EXERCISE DETAILS: Quote, exactly, the line holding "of the sandy" and all lines after it to the end of the records below. Exclude pictures.

[Stored data entries]

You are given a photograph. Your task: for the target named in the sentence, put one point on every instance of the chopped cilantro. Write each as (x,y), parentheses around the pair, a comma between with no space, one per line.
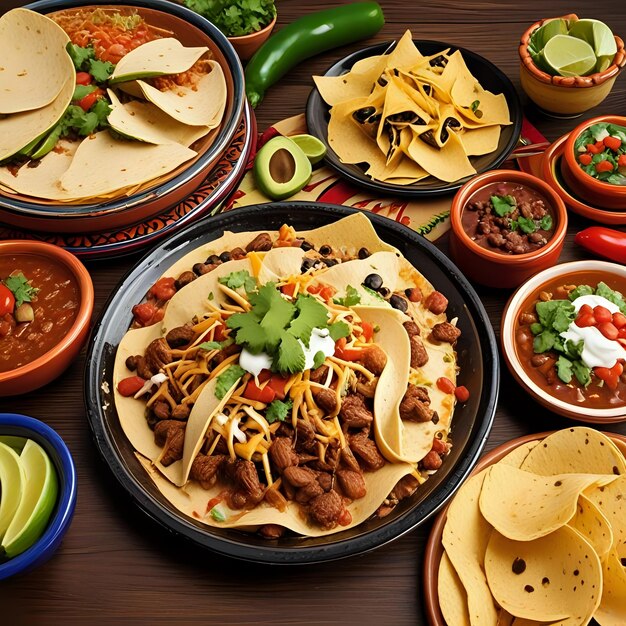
(21,288)
(236,280)
(227,379)
(278,410)
(351,298)
(503,205)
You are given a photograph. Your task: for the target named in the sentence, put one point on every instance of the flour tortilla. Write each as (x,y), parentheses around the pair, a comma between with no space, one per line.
(34,65)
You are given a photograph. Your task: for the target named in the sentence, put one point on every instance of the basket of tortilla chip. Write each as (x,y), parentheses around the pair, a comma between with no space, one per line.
(537,536)
(124,117)
(420,119)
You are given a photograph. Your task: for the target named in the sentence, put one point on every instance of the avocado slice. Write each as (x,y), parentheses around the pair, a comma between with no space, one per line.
(281,168)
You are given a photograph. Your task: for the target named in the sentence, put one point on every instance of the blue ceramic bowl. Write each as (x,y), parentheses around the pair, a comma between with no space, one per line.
(49,440)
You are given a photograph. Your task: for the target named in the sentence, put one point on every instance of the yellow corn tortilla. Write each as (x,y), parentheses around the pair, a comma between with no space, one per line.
(156,58)
(202,105)
(34,66)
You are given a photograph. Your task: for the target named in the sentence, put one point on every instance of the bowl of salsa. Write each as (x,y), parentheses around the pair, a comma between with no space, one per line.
(564,340)
(594,161)
(506,226)
(46,301)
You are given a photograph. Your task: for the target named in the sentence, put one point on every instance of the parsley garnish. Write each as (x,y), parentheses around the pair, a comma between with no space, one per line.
(21,288)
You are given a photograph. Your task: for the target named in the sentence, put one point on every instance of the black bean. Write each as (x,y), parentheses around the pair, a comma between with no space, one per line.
(373,281)
(398,302)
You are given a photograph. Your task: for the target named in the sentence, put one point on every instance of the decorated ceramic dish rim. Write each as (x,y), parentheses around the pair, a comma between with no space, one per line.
(227,131)
(85,309)
(476,184)
(600,416)
(479,412)
(317,110)
(61,457)
(434,548)
(549,173)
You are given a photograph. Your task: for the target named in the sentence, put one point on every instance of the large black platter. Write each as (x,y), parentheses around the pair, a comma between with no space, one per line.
(471,425)
(487,74)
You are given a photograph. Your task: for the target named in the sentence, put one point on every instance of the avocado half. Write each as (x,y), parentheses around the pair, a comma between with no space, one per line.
(281,168)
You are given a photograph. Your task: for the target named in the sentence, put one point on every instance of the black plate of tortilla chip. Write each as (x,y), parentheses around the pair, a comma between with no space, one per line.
(487,74)
(477,357)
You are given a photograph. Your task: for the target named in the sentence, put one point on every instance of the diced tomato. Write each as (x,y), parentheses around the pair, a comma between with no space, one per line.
(602,314)
(368,331)
(83,78)
(445,385)
(130,386)
(289,289)
(258,394)
(163,289)
(461,394)
(144,312)
(604,166)
(612,143)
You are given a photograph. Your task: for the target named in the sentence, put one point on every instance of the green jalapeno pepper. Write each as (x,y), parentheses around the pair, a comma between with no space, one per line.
(306,37)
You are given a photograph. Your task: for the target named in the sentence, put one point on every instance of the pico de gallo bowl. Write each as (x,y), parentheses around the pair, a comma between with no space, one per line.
(564,339)
(594,163)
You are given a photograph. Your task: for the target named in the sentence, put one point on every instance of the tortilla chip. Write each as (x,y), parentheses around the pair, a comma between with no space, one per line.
(35,66)
(202,106)
(523,506)
(543,579)
(156,58)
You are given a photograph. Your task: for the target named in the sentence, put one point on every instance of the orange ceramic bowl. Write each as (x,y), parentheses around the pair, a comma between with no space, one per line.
(434,547)
(51,364)
(496,269)
(551,172)
(566,95)
(587,187)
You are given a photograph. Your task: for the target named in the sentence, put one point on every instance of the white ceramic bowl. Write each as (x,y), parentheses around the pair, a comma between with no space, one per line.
(507,339)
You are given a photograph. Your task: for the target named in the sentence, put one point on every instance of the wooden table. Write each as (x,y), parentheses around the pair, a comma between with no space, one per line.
(117,567)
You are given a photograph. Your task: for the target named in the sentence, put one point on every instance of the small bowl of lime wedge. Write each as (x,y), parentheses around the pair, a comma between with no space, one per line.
(37,493)
(569,65)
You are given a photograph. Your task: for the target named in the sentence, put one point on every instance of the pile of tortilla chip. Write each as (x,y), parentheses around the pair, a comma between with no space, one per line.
(152,129)
(540,537)
(409,116)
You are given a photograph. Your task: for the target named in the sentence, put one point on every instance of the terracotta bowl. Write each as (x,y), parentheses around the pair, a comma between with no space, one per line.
(551,172)
(54,362)
(569,96)
(587,187)
(509,351)
(495,269)
(246,45)
(155,197)
(434,547)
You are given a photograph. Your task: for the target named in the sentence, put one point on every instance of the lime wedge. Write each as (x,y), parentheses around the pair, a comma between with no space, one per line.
(39,496)
(569,56)
(11,481)
(314,149)
(597,34)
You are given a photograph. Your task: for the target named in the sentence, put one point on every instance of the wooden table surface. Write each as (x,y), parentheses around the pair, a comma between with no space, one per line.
(117,567)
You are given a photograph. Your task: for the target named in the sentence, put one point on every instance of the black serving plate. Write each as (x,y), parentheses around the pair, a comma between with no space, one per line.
(478,359)
(487,74)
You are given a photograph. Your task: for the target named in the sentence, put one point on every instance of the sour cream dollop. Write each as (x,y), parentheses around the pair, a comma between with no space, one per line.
(598,351)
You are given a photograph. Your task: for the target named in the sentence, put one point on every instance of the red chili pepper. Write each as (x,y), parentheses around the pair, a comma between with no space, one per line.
(130,386)
(7,300)
(604,166)
(612,143)
(605,242)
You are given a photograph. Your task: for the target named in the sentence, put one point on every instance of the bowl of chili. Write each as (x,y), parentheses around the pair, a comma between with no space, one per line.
(46,301)
(506,226)
(564,340)
(594,161)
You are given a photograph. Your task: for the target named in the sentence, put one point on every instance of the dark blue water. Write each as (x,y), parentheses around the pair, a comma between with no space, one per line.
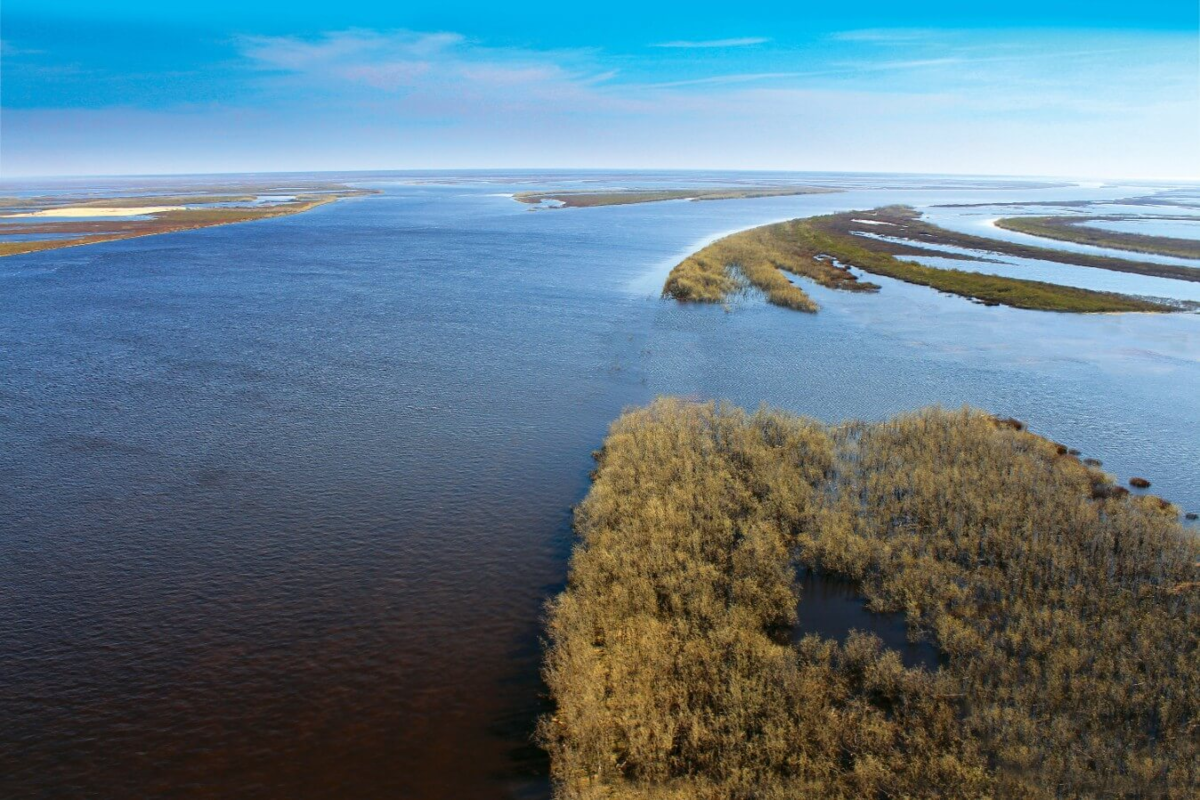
(280,501)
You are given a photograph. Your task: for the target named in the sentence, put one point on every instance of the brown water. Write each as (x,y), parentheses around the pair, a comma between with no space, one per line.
(280,503)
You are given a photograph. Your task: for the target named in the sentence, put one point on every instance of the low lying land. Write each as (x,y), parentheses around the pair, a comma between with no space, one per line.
(165,214)
(822,248)
(1066,608)
(906,222)
(1075,229)
(587,199)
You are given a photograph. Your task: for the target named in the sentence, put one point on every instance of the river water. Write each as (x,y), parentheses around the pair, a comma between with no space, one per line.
(281,501)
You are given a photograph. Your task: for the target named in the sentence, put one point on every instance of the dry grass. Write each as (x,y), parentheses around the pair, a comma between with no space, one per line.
(628,197)
(91,233)
(820,248)
(1069,623)
(1075,229)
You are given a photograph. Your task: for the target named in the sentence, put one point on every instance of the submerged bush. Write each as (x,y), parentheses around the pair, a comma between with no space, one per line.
(1067,614)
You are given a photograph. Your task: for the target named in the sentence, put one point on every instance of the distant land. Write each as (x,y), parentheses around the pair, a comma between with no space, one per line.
(71,221)
(823,250)
(627,197)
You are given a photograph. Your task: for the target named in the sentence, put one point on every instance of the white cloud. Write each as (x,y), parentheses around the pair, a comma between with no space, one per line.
(745,41)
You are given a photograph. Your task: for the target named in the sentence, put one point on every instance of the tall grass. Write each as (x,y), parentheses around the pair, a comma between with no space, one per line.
(1068,617)
(1075,229)
(820,250)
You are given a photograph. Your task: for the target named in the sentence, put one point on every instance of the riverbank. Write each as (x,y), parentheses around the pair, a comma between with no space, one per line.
(628,197)
(1077,230)
(671,666)
(147,216)
(823,248)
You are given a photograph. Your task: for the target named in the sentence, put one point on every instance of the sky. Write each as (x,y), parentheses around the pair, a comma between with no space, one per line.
(1097,89)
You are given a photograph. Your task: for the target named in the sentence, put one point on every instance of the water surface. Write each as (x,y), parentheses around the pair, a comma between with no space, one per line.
(281,500)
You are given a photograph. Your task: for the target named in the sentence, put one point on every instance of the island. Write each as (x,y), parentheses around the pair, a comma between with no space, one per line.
(33,224)
(1078,230)
(826,248)
(627,197)
(1066,612)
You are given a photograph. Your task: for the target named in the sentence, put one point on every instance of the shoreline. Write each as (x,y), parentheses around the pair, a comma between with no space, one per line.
(825,248)
(165,220)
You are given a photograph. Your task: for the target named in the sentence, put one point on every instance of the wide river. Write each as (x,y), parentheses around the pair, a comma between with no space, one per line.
(281,501)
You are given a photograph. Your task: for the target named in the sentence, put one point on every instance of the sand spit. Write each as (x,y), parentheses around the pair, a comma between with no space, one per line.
(100,211)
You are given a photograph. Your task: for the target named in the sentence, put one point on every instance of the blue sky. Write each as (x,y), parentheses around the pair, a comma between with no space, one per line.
(1050,88)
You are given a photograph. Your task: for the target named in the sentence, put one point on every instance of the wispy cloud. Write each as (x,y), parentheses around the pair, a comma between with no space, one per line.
(745,41)
(885,35)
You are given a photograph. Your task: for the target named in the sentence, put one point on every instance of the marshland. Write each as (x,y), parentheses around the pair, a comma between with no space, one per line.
(285,501)
(1068,615)
(1084,230)
(52,222)
(825,248)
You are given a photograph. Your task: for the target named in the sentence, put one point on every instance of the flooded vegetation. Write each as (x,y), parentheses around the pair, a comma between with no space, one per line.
(823,248)
(1078,229)
(582,199)
(1066,613)
(33,224)
(285,500)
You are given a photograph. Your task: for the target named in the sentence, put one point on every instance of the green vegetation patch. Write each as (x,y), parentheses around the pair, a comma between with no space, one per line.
(821,248)
(627,197)
(190,218)
(1068,612)
(1075,229)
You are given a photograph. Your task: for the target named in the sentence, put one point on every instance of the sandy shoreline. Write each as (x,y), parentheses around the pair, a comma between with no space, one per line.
(100,211)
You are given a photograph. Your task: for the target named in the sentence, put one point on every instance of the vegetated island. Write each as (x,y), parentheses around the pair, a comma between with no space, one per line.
(1077,229)
(100,220)
(823,248)
(1066,609)
(627,197)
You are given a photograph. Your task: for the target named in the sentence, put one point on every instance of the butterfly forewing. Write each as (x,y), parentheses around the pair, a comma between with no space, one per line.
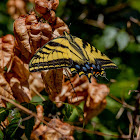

EXERCISE ANSWER:
You are given a photograph. Your task: for the target named in the sentence, put one point on every instance of the sandy shoreline. Write each as (x,y), parentheses around the pair, a comma between with no space, one per line.
(100,211)
You are given a photograph. Your task: for the target named in the sentence, put one point on every instance of the vegetated island. Write each as (x,y), parentheses around the pair, a comma between with no space, one per line.
(1077,229)
(100,220)
(823,248)
(1066,609)
(627,197)
You are given a photograph. Your task: for the target named in the sentence, put one point on every instance of the butterfly forewing. Write each as (x,y), parentheses around the pair, a comma between with no space, one per line.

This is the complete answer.